▶ [Directions for this task]: What lines in the records below contain the string "Highlight"? Copy every one.

▶ [Data shown]:
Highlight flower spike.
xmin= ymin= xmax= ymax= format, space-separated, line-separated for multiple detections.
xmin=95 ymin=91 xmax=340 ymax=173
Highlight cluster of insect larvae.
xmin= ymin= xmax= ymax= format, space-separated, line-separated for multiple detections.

---

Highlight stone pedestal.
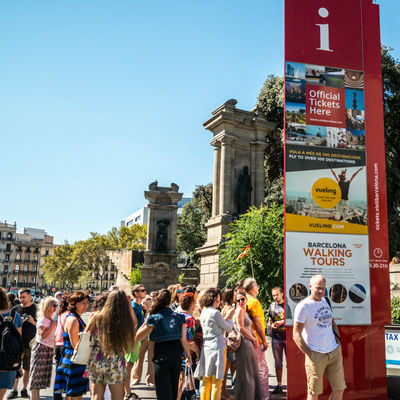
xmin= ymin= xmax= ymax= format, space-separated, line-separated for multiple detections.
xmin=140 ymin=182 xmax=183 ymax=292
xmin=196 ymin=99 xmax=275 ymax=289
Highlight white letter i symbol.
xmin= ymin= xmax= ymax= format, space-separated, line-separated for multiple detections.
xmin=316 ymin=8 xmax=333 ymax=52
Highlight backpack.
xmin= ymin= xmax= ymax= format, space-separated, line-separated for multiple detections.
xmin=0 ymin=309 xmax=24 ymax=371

▶ [Completed exercise]:
Highlight flower spike.
Highlight cluster of insect larvae.
Highlight stone pedestal.
Highlight white letter i symbol.
Highlight backpack.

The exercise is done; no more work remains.